WHAT THIS TASK INVOLVES
From the entries below, reproduce exactly the line containing "the white flower", the line containing "the white table", and every line in between, with nothing added.

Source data
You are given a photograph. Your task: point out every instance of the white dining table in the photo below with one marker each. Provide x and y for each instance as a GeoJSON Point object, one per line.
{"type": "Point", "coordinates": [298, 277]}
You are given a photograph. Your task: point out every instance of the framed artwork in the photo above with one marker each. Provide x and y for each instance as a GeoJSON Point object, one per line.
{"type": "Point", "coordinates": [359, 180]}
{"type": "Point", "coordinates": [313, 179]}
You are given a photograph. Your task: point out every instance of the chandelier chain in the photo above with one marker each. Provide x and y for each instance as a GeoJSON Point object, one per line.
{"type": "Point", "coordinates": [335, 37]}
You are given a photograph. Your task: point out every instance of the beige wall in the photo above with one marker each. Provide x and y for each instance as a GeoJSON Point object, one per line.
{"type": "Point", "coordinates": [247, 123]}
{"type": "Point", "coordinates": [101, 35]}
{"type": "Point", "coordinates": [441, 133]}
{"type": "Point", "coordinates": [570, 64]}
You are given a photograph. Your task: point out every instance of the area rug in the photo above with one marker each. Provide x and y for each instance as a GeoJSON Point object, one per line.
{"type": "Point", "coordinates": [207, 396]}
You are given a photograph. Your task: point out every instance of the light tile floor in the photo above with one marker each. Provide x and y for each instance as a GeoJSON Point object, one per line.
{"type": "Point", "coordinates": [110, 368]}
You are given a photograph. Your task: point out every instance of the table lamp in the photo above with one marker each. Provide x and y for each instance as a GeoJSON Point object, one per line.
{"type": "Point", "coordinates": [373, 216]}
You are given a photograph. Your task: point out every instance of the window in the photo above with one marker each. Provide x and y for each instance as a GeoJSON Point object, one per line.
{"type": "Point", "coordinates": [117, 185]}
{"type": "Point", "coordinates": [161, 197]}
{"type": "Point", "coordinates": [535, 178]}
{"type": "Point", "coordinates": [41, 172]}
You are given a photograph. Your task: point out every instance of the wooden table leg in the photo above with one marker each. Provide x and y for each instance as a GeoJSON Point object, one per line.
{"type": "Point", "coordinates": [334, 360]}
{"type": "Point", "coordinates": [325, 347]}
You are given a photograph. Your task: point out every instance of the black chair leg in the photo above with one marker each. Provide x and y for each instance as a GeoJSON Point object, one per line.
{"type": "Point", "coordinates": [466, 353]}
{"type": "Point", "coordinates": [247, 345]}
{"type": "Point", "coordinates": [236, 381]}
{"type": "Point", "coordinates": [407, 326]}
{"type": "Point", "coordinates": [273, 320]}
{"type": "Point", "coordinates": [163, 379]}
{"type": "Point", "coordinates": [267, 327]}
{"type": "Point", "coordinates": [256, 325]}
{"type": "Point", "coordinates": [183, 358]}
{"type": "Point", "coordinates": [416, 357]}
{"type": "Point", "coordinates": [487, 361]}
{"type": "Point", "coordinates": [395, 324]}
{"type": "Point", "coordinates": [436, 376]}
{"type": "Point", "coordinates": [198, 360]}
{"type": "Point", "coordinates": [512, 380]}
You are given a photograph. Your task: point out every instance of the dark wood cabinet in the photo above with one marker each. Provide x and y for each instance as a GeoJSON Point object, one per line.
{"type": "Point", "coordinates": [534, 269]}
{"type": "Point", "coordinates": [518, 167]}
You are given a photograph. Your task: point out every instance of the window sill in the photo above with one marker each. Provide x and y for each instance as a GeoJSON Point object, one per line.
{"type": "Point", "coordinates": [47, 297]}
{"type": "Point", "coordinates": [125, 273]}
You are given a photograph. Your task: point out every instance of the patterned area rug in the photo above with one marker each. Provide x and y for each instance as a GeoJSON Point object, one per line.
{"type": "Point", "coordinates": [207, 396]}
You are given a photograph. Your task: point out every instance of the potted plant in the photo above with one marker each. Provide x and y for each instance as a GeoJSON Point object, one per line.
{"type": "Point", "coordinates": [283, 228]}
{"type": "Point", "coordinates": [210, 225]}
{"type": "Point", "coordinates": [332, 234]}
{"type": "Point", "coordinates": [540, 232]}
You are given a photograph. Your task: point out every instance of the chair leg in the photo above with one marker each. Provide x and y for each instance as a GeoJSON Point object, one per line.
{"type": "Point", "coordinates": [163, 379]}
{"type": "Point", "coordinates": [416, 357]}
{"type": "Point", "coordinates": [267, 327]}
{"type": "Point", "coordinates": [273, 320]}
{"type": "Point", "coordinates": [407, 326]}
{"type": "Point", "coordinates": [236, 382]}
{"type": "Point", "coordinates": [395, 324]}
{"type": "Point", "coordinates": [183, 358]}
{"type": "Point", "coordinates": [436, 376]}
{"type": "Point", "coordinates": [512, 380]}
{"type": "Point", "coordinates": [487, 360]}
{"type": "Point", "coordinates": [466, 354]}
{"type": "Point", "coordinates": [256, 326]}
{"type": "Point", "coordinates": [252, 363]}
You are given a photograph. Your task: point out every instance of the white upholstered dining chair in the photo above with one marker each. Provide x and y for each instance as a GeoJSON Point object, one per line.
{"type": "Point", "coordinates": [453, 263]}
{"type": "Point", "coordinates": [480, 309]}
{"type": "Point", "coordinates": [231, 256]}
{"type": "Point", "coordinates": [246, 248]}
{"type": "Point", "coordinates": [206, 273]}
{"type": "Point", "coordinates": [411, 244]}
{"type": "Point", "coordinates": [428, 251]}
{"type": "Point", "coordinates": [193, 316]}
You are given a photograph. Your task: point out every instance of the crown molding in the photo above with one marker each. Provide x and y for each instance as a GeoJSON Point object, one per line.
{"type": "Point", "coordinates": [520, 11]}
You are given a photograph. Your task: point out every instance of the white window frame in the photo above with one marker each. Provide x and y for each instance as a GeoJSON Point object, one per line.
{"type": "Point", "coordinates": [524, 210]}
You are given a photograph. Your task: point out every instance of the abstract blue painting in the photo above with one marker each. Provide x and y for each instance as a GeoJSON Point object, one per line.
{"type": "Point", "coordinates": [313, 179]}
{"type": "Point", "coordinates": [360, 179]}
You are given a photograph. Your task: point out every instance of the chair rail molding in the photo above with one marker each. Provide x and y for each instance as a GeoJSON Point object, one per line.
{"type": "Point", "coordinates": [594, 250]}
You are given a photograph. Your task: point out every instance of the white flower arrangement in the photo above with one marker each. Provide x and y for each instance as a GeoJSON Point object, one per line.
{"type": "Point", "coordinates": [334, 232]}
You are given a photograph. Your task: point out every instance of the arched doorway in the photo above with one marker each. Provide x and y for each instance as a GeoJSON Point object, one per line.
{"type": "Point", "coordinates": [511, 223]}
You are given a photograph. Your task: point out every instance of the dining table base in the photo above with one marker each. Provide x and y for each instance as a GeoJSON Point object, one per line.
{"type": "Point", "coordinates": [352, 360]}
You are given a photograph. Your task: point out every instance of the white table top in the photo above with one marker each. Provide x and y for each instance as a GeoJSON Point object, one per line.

---

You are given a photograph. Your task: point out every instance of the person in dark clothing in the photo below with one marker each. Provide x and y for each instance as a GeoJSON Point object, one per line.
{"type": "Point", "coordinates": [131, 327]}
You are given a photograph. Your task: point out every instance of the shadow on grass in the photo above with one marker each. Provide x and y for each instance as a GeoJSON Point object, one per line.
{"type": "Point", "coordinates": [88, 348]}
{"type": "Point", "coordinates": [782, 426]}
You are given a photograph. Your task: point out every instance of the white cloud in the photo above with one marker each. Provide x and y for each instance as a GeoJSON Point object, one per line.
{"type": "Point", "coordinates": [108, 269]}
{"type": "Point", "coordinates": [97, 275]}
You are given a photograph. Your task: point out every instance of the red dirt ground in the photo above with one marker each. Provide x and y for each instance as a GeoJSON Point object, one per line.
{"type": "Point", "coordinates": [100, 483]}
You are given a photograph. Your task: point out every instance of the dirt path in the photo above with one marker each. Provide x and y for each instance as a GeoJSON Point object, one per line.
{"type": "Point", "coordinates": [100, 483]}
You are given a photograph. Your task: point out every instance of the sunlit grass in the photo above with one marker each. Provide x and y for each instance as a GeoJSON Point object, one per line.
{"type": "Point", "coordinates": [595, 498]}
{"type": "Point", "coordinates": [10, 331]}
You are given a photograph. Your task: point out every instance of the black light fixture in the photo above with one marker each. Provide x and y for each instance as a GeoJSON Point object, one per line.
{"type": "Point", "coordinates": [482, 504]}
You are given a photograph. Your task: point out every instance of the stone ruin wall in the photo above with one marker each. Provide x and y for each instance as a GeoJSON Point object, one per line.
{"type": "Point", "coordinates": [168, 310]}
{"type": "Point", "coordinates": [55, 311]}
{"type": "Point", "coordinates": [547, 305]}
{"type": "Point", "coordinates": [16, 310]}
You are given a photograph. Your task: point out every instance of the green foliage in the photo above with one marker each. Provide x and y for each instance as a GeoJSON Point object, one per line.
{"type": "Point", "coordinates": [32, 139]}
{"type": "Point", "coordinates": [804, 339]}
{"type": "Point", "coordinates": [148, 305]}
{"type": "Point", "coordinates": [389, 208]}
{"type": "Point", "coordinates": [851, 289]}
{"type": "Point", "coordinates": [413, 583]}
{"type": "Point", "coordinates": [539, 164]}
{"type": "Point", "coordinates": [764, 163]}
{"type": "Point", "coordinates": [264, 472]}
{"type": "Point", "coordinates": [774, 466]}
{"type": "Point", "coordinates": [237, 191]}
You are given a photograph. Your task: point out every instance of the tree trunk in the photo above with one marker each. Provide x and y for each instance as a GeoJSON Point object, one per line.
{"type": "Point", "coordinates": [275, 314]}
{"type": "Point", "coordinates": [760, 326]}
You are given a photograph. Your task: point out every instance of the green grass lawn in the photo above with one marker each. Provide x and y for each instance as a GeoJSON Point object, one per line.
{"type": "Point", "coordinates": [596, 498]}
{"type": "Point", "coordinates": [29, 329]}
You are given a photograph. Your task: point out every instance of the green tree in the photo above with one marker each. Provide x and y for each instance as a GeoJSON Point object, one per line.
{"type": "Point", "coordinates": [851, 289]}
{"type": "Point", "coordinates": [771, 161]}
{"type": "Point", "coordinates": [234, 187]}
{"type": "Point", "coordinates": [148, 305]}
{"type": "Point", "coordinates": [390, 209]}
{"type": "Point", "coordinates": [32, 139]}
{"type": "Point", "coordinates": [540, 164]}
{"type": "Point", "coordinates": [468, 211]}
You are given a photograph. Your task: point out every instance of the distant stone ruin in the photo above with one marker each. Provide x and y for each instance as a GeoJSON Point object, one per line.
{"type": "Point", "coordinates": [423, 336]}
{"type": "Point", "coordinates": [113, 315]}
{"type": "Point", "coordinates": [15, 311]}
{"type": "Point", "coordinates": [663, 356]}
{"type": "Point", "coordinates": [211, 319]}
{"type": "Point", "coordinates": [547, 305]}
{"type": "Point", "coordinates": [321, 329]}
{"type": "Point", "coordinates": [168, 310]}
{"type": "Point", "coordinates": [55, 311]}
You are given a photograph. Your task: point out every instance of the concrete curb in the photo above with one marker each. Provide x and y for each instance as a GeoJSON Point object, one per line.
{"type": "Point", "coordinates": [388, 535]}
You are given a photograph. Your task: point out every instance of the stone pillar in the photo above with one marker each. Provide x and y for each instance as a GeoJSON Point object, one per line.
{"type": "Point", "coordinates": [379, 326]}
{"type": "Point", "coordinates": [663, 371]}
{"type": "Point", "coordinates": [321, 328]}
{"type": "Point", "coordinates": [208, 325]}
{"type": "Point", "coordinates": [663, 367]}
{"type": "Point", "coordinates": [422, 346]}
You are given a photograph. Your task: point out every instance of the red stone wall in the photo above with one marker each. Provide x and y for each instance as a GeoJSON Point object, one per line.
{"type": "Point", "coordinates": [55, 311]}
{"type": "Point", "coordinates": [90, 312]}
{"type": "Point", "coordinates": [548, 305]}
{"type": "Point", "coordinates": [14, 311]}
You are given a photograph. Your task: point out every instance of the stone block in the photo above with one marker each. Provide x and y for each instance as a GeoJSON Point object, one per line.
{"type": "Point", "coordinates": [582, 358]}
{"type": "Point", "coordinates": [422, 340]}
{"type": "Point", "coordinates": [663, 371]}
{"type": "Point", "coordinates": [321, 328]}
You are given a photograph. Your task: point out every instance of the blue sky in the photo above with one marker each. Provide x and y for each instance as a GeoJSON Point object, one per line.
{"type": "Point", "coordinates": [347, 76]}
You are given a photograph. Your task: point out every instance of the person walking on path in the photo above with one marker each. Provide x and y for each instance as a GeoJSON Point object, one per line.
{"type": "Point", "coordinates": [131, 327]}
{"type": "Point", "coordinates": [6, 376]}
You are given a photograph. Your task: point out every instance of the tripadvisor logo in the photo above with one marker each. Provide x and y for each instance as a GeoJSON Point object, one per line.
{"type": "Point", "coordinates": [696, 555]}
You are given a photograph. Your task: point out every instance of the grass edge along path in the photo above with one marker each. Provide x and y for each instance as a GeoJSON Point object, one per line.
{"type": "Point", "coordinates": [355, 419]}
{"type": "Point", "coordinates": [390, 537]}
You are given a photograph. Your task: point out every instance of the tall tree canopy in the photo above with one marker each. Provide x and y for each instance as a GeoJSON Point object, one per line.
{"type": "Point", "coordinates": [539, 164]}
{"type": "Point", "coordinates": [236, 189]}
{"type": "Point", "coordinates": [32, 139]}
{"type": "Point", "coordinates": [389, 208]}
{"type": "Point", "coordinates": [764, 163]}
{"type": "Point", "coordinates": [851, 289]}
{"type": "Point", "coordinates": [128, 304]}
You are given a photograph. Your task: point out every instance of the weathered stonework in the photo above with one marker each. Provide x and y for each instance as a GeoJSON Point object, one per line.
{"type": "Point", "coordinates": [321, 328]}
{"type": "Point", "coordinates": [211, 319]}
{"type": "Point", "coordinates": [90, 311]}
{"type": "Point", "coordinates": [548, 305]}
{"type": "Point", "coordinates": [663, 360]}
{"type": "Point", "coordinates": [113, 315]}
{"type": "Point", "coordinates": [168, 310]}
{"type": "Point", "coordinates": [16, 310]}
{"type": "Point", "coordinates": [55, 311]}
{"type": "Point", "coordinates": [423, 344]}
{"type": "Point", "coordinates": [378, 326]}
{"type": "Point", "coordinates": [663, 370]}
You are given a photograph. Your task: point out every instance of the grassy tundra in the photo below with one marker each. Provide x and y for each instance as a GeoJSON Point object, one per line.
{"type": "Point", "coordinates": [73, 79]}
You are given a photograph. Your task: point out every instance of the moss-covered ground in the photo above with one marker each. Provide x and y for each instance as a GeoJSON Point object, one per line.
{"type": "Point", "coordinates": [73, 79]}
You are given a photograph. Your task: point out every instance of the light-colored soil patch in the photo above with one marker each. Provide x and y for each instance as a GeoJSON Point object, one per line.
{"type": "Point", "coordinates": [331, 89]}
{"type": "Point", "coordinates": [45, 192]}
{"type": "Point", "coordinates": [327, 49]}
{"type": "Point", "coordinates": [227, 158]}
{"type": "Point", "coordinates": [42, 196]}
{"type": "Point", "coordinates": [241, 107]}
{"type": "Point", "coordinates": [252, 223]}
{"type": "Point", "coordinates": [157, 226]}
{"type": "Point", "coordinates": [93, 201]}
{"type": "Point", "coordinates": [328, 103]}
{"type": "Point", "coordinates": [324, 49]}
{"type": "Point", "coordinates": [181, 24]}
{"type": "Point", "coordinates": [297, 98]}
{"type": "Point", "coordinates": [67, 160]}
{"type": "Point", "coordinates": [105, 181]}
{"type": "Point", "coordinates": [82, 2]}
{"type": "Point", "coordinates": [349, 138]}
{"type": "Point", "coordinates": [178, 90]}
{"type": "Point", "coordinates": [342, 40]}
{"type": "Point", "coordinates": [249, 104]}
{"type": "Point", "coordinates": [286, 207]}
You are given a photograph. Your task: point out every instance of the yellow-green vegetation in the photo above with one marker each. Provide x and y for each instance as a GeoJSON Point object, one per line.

EXERCISE OUTPUT
You are given a photograph. Your task: point out every instance of the white flower arrangement in the photo above with one marker each. Provide x and y for each instance as a GeoJSON Point object, one per line.
{"type": "Point", "coordinates": [334, 232]}
You are given a photograph. Your task: point out every instance of the arched doorway in the photo above with one marker each. Provide x and y for each instance as a GeoJSON Point object, one per line.
{"type": "Point", "coordinates": [511, 223]}
You are given a photograph. Your task: point out every instance of the dining table base in the photo above with one marker each. Provide x and y for each instance as a GeoJSON Point object, one per line.
{"type": "Point", "coordinates": [352, 360]}
You are given a photograph. Your task: point out every instance of the white table top in the photo above with one marker each. Provide x and y for each instance as a GeoJSON Point object, one per line.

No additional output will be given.